» Excerpted passage:
:::

LIBRARY: Tutorials Reviews Interviews Editorials Features Business Authors RSS Feed

Confessions of a Creative Maniac: Pixel Pushing with Analog Digits

COW Library : Apple iPad : David Biedny : Confessions of a Creative Maniac: Pixel Pushing with Analog Digits
CreativeCOW presents Confessions of a Creative Maniac: Pixel Pushing with Analog Digits -- Apple iPad Review


CreativeCOW.net. All rights reserved.


Pixel Pushing With Analog Digits
As someone who has spent the last quarter of a century writing, among other things, software and hardware product reviews, and as the primary author of the very first book ever written about Photoshop, it seems somewhat fitting that my very first column for my new editorial home would be Photoshop related -- and on a platform that many Creative COW fans might feel is little more than a media consumption device, the iPad. Indeed, the tablet market suffered from a severe identity crisis right up until the release of the iPad, a device that enabled an entirely new market for this class of gadget, and which has cemented Apple as the only serious player in that segment, with technology that can just as easily be used to create media, not just consume it; and while I'm aware than some might dub me an Apple fanboy due to those words, I will provide this Youtube link, an excerpt from a radio interview I did when the original iPad was released:



http://youtu.be/D8uiOlvo8QY


As you might derive from listening to that rant, I can hardly be called a doe-eyed Apple cultist. While I have been using their technology for over 30 years now, I have also taken them to task more than a few times, both publicly and privately, and it's because I care about the technology that I use to create the many forms of media I deploy in my work. The day after I was asked to join byte.com as a Technologist (a sad, sordid story for some other day, perhaps), I took the opportunity to go out and buy an iPad 2, as I knew that I was likely to be the only Byte editor to do so, and that the higher-end apps I was hearing about on the platform would not fall on the radar of editors more likely to be consumers than producers. At this point in my jaded tech life, I almost never play the role of early adopter, if nothing else, I've learned that I don't like arrows sticking out of body.

The second generation was when I bought in, and boy, did I ever fall in head first -- after a year of swimming in iPad waters, I can tell you that it's the most significant leap forward I've seen in digital hardware technology since the release of the original Macintosh 128, and my sense of excitement has been total and all-consuming. Mind you, I'm no unsophisticated neo-Luddite, looking to simplify my digital lifestyle; I'm the guy who fights to keep the Calculations/Apply Image commands in Photoshop (and the UI nightmare that are those dialogs will definitely be addressed in a future missive), I'm all about pushing tech to the edge, so it's not like I'm afraid of interfaces, fully-featured power user programs or anything of the sort. The simple fact is that the Apple implementation of the iPad is something uniquely new and different, and while it definitely has its drawbacks (also certain to be a topic of discussion here, sooner than later), it's signaling what so much of our future digital world will look like that I can't afford not to immerse myself in it.

:::

» Items from a dataset:
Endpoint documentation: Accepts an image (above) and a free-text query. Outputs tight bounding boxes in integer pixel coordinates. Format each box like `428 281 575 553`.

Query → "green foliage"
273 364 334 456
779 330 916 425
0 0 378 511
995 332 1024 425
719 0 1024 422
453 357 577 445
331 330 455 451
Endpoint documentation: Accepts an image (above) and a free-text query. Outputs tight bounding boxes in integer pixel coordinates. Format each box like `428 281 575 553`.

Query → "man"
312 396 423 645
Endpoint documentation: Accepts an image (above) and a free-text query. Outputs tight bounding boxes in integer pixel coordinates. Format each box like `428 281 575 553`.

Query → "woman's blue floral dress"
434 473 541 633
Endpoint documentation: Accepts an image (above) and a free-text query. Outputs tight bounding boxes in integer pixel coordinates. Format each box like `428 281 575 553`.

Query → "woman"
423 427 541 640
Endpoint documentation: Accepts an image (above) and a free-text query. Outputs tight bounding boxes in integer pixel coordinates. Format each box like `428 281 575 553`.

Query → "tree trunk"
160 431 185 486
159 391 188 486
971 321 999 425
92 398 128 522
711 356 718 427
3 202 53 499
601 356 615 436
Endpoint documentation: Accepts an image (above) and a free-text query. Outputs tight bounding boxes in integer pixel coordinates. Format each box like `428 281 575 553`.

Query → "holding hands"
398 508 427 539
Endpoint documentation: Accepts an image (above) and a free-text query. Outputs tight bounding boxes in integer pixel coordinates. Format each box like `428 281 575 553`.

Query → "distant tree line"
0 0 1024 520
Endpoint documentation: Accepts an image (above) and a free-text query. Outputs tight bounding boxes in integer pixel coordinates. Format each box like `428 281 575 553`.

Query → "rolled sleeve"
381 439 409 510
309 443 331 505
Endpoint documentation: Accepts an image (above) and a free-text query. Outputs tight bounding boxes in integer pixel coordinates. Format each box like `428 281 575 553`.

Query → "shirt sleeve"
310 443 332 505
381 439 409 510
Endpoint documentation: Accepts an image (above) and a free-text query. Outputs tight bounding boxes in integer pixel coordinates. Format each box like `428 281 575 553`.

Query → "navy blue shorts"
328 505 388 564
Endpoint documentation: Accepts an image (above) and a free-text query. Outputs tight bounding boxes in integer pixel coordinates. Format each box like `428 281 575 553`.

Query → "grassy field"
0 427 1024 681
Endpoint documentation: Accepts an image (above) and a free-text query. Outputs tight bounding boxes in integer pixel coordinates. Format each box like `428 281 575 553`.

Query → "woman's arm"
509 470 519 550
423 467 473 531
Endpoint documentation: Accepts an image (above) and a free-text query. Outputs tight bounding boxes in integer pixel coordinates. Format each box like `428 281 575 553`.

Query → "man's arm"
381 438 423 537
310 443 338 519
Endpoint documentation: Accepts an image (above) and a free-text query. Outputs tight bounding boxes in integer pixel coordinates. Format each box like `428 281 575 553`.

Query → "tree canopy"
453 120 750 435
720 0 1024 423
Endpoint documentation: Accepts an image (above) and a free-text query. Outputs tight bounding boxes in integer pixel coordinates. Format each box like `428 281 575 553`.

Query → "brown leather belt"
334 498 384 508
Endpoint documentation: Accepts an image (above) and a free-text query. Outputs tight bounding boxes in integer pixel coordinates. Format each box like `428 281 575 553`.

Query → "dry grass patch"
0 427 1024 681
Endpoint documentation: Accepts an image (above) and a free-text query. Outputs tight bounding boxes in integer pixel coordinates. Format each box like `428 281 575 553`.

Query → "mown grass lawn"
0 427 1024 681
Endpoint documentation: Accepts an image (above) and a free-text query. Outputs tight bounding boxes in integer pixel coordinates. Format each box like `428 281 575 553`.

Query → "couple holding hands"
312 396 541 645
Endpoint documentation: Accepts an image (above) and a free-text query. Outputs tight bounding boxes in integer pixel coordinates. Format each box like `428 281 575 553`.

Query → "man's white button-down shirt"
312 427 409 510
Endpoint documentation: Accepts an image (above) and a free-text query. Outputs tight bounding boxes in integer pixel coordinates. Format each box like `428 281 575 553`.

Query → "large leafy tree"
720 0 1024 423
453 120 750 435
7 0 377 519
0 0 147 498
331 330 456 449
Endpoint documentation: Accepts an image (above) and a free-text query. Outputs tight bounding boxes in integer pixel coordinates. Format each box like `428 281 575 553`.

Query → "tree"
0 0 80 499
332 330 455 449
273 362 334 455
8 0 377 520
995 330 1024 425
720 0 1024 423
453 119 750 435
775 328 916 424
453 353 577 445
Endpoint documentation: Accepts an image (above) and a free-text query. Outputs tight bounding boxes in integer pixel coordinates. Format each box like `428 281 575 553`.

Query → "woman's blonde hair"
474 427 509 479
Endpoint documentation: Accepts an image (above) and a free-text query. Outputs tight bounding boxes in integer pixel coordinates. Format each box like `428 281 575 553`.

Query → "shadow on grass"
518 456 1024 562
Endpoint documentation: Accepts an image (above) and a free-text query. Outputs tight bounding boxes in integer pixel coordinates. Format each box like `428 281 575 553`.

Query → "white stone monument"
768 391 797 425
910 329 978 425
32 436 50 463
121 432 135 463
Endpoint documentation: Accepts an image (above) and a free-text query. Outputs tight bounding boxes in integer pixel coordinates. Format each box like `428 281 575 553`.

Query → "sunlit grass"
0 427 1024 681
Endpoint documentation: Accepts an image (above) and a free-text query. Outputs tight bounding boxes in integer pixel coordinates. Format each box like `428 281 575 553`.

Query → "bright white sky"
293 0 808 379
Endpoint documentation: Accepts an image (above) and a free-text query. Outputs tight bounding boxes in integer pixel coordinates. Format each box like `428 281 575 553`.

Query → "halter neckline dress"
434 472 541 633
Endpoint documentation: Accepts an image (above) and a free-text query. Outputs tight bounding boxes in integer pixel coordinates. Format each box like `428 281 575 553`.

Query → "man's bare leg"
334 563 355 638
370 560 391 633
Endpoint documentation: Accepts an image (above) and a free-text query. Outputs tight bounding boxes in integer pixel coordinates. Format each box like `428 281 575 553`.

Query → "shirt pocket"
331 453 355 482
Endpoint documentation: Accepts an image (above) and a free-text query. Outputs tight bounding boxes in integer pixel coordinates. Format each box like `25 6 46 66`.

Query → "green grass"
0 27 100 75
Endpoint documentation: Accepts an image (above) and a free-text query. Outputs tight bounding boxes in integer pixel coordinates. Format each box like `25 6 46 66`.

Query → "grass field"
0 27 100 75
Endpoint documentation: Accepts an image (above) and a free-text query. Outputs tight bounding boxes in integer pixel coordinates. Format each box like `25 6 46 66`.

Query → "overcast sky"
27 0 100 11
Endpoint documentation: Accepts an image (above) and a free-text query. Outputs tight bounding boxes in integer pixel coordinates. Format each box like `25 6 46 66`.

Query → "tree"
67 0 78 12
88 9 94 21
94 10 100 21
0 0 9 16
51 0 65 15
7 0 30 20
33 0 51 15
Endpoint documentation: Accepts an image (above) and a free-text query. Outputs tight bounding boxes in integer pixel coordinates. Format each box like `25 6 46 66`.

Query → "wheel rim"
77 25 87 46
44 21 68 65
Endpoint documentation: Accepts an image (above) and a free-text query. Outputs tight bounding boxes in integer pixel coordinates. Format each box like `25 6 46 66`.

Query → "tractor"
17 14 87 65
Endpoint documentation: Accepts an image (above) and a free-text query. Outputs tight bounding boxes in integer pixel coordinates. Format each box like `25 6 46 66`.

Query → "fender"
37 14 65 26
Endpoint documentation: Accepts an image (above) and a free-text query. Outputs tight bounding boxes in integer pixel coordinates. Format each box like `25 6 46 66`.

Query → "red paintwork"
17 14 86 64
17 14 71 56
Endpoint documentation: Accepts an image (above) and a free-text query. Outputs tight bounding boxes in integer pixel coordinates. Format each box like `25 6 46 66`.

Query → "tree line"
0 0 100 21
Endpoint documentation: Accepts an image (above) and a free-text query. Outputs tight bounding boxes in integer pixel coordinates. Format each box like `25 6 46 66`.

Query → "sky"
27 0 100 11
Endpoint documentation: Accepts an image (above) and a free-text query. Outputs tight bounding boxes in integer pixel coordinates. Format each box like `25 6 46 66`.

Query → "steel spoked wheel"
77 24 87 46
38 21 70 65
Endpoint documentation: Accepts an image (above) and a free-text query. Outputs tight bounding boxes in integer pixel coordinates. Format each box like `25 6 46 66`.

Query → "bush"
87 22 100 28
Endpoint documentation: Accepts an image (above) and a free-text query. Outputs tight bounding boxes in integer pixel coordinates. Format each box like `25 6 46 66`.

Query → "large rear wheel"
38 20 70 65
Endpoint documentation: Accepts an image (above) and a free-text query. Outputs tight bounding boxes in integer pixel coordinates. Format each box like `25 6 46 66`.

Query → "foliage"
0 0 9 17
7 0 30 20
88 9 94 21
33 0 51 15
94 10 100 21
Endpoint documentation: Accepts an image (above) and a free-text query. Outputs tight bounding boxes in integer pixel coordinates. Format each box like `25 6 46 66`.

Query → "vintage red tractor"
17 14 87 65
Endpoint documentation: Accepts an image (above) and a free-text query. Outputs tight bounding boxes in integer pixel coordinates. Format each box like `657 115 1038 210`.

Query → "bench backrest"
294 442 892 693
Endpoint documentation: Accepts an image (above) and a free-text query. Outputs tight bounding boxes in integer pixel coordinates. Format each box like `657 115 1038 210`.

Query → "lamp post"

:::

» Problem A:
Answer these questions from the iPad column:
(i) The author states being the primary author of what?
(ii) Which iPad model did the author buy the day after being asked to join byte.com?
(iii) According to the author, the iPad is the most significant leap forward in digital hardware technology since the release of what?
» Problem B:
Continue the iPad column from its last sentence.
The rows are not needed for any of this work.

» Answer A:
(i) The very first book ever written about Photoshop.
(ii) An iPad 2.
(iii) The original Macintosh 128.

» Answer B:
Which brings us to Adobe and Photoshop Touch, their first serious foray into the mobile software arena. Yes, I'm aware that they had some app offerings before PS Touch, but let's face facts, they were lab experiments that should have been given to existing Photoshop owners as party favors, not sold commercially as viable products. An app to remotely select Photoshop tools from an iPad is not making retouchers' lives any easier, and the idea of mixing color swatches on a device conspicuously lacking color management and calibration tools, is just short of laughable. Adobe Ideas is a crippled vector toy, demanding you shell out extra dollars for layers, which is downright insulting, and it's $9.99, which makes me wonder why Adobe is even still selling it in the App store, especially now that Photoshop Touch is available for the same price.

Photoshop Touch is a cleanly designed, full-featured image editing tool for the iPad (and Android platforms, where it was initially offered before being released for iOS), and I'll say this up front: it's darned good, I really like it, and I think that it's one of the few apps that lives up the standard set by Apple's own outstanding apps. PS Touch offers a balanced combination of features and usability, and for $10, any iPad 2 owner reading these words should bite the bullet and get it.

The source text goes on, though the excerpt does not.